• [Text segment]
·····

Design and Development of a Machine Learning Classifier of ISIS Terrorist Texts

de Sotomayor Vergara, M. Á. (2018). Design and Development of a Machine Learning Classifier of ISIS Terrorist Texts. Trabajo Fin de Titulación (TFG). Universidad Politécnica de Madrid, ETSIT, Madrid.

Abstract:
Nowadays, terrorism is one of society’s main concerns. One of the main difficulties en- countered by organisms that try to prevent the formation of these cells is the difficulty of controlling such an extensive and open means of communication as Internet. Additionally, interaction of people on social networks is increasing exponentially in recent years, causing an uncontrollable amount of data that only can be processed automatically. Therefore, the main objective of this project is the integration of technology as an enabling tool to detect and classify the texts cited by ISIS in its publications on social networks. This will provide an important value in speeding up the detection of group thought currents, future forms of action or possible recruiting techniques used. In order to achieve the aforementioned objective we have developed a Machine Learning approach which was trained using a compilation of 2,685 religious texts cited by ISIS over a 3 year period.This dataset is a collection of all the religious and ideological texts used in ISIS English-based magazines. In addition, the model has been tested on a second similar prob- lem: ISIS Twitter posts with radical and non-radical content. To implement this classifier a software system that uses natural language processing techniques (NLP) has been devel- oped, written in Python programming language. Regarding the extraction of features we have studied those that provided relevant information to the model considering our typology of input data. These features are as follows: PoS, LDA, word embeddings, embedding-based similarity, and domain-specific word selection. In order to properly evaluate the proposed methods, an extensive evaluation has been made, based in cross-validation. As a conclusion, the scorings obtained reached 81% and 92% for the different problems analyzed during the development of the project. This is because these cases presented different complexities, the first of them had a small dataset (2250, 2) and five possible types of classification. This is why complex algorithms caused the appearance of Overfitting, being the linear classifiers the ones that best adapted to these input data. However, the second problem presented a larger database (34708, 2) and a binary classification, enabling better operation of highly complex algorithms.

·····

• [Records provided]
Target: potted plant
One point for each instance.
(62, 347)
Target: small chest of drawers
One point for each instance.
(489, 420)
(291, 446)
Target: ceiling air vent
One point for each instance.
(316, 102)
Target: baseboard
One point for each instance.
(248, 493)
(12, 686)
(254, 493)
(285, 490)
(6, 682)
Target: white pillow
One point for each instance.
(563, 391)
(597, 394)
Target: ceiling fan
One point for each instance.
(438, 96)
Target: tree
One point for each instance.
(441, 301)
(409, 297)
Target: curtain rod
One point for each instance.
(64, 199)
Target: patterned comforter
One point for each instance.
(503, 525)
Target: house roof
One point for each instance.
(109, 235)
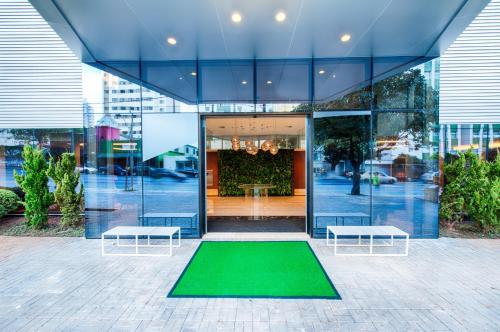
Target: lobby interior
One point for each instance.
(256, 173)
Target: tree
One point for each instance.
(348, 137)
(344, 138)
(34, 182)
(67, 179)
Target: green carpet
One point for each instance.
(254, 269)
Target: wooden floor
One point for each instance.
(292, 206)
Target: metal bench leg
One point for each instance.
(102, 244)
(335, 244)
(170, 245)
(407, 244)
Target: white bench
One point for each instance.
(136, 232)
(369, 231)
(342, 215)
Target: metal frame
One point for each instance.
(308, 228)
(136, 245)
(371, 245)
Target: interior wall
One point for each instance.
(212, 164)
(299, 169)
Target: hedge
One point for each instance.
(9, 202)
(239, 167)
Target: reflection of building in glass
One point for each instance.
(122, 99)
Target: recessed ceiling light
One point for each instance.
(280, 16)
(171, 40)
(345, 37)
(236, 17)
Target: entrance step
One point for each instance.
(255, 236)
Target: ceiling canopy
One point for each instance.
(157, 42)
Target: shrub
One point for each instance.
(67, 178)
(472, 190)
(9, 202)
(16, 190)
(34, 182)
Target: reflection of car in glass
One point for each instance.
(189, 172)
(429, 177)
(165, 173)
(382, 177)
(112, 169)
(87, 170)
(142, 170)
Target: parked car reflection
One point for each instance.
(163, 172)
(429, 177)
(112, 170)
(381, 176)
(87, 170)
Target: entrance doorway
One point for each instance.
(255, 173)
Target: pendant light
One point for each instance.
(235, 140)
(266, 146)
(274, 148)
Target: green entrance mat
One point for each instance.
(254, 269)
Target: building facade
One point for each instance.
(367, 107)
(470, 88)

·····

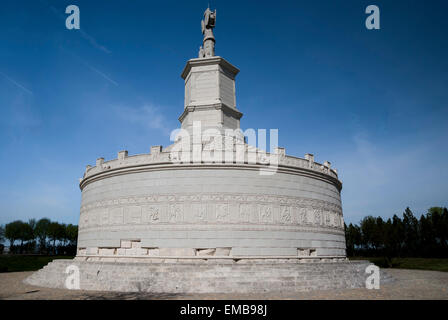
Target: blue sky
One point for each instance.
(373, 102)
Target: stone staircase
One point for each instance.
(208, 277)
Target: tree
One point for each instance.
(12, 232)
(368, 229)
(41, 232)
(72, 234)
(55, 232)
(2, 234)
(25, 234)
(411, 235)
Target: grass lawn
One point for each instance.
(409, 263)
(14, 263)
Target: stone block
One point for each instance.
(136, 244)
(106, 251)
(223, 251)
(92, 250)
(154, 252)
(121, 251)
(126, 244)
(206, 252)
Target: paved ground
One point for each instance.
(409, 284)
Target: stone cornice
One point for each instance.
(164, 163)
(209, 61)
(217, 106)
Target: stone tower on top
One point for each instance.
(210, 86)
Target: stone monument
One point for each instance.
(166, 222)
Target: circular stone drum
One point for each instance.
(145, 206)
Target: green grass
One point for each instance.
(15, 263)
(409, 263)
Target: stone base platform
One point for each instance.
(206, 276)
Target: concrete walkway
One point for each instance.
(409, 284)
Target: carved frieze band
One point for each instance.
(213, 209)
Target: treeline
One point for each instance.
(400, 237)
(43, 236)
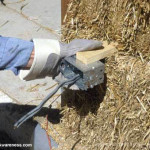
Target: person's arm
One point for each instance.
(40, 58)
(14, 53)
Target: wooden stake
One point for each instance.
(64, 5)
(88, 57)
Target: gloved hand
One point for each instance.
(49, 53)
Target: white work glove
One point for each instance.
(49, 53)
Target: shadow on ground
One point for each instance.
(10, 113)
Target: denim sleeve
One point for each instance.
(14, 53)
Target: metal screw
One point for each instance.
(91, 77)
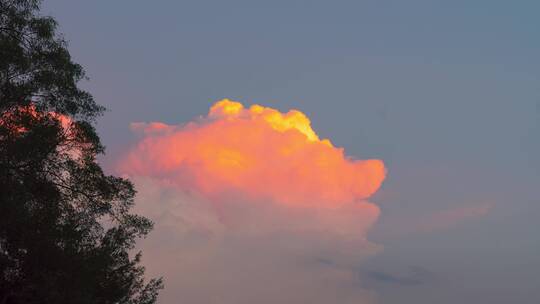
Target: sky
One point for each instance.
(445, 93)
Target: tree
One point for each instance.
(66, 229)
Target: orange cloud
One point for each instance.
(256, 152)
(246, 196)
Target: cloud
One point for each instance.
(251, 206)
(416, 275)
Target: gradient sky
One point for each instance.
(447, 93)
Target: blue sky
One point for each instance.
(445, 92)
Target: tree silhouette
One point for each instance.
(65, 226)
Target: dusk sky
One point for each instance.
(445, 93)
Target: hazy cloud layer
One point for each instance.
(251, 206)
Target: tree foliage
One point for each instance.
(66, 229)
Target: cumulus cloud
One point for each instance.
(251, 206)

·····

• [Exercise description] Copy the thesis page from "de Sotomayor Vergara, M." to "Madrid, ETSIT, Madrid.", inclusive, swapping "Trabajo Fin de Titulación" for "Bachelor's Thesis". Work only from the thesis page, not the rows.

• [Your response]
de Sotomayor Vergara, M. Á. (2018). Design and Development of a Machine Learning Classifier of ISIS Terrorist Texts. Bachelor's Thesis (TFG). Universidad Politécnica de Madrid, ETSIT, Madrid.